» **BRIEF**: Exactly repeat the line that contains "race car being", then every line after it up to and including the final line.

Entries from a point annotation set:

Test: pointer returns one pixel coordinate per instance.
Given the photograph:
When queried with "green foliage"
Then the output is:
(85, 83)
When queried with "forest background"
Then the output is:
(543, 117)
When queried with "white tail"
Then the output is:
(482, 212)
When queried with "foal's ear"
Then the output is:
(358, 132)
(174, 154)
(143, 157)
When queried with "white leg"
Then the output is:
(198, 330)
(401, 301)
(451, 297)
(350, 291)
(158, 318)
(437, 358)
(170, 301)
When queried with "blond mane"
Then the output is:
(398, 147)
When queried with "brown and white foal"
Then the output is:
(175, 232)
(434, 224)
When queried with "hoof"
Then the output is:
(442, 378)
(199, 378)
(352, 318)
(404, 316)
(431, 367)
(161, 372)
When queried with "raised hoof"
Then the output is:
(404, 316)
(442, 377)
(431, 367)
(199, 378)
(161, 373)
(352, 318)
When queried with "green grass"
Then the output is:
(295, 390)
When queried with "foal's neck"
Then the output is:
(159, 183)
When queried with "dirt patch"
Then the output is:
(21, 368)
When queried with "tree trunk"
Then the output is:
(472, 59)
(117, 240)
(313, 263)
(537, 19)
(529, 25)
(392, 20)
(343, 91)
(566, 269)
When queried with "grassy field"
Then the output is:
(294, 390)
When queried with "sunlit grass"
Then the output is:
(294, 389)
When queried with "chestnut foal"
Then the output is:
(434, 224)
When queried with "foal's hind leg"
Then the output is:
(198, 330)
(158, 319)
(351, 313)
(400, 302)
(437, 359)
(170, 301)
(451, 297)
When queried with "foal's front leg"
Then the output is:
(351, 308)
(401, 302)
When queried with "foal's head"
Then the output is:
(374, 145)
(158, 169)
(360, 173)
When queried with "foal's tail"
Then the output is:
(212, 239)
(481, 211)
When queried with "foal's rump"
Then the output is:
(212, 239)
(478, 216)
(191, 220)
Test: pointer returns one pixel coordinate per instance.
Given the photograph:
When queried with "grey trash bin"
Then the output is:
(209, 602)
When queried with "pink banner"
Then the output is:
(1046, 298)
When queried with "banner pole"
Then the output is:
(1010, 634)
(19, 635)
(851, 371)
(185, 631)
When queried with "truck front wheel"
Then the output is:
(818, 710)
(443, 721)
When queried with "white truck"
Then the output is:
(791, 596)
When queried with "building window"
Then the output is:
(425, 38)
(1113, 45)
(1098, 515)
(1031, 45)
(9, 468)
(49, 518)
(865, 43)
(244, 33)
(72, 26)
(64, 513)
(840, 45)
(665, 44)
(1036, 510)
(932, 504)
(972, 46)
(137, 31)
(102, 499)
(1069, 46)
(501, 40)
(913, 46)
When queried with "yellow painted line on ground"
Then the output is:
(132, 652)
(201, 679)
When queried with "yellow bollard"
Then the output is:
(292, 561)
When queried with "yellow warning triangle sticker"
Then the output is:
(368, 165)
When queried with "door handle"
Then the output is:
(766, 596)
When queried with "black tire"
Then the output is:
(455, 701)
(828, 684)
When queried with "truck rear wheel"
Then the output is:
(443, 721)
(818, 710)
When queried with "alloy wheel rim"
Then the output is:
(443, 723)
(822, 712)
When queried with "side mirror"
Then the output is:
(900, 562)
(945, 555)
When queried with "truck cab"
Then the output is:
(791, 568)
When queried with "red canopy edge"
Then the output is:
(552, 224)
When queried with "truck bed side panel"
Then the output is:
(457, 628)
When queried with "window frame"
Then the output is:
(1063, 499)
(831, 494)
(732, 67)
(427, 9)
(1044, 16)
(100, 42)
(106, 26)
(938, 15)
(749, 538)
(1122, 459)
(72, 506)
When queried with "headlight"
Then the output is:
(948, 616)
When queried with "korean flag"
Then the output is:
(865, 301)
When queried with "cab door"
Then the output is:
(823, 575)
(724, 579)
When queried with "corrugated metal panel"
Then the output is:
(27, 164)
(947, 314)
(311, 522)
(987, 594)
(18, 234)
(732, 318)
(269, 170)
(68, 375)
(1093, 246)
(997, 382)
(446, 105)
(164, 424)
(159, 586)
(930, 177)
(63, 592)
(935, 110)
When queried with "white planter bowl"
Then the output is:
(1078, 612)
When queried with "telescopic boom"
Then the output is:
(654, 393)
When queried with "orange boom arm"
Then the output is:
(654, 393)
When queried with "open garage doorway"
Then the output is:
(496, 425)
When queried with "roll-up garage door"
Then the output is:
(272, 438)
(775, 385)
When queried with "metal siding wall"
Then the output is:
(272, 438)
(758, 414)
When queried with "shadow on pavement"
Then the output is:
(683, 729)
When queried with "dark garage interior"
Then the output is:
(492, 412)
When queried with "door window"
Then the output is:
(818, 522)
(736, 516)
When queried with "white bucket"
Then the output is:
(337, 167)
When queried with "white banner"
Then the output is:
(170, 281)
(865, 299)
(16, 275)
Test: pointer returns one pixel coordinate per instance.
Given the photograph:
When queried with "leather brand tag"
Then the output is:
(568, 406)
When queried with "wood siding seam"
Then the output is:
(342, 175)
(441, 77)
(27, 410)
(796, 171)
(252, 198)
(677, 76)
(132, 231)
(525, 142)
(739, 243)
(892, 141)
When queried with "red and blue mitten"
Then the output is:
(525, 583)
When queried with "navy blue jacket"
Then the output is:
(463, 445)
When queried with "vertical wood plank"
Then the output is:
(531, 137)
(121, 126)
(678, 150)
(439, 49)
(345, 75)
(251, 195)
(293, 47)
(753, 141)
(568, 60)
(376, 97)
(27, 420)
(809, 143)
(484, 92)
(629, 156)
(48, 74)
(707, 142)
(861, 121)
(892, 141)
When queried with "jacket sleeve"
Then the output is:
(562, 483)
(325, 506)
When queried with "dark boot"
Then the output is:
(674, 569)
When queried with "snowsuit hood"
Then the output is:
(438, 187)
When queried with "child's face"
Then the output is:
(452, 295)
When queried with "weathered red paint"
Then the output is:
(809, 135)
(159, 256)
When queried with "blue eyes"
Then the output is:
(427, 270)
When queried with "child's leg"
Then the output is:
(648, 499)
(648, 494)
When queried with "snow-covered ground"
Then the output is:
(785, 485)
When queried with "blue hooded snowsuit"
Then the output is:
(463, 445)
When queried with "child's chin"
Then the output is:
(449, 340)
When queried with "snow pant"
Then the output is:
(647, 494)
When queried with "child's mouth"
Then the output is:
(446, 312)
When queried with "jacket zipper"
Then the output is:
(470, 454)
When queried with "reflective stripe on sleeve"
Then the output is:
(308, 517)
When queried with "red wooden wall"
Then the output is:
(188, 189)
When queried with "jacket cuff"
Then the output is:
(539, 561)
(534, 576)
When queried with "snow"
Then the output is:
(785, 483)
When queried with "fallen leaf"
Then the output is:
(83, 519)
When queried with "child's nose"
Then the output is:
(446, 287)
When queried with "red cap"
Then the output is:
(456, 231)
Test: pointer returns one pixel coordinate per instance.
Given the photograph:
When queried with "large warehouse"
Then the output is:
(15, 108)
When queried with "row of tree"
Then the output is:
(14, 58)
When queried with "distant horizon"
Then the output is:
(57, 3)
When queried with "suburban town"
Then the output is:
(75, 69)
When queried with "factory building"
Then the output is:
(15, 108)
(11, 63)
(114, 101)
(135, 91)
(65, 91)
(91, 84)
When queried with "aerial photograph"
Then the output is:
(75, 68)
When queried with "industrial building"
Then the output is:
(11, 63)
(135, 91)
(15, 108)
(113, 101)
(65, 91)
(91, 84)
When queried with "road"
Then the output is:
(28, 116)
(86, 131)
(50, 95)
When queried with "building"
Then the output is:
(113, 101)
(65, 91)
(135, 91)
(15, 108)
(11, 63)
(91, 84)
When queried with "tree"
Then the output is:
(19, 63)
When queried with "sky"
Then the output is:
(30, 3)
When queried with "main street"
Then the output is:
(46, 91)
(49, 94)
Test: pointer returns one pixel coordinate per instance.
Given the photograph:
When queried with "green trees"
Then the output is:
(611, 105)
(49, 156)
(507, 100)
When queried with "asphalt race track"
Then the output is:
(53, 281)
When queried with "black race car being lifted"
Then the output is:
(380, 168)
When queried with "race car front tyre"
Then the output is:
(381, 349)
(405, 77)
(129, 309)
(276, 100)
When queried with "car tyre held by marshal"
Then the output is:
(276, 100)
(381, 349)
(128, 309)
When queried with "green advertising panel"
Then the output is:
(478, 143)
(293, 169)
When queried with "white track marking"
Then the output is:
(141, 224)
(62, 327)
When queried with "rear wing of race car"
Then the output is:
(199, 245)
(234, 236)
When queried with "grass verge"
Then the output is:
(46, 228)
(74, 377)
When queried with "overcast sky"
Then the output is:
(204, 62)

» **FULL ANSWER**:
When queried with "black race car being lifted"
Then the output is:
(380, 168)
When queried with "race car front tyre"
Then the output is:
(381, 349)
(405, 77)
(129, 309)
(276, 100)
When queried with "car tyre held by marshal"
Then the output is:
(276, 100)
(381, 349)
(128, 309)
When queried with "green advertising panel"
Then the output is:
(478, 143)
(293, 169)
When queried with "white track marking"
Then the output is:
(141, 224)
(62, 327)
When queried with "rear wing of race car"
Then the output is:
(199, 245)
(234, 236)
When queried with "grass verge"
Then the output is:
(46, 228)
(74, 377)
When queried with "overcast sky"
Then the output is:
(204, 62)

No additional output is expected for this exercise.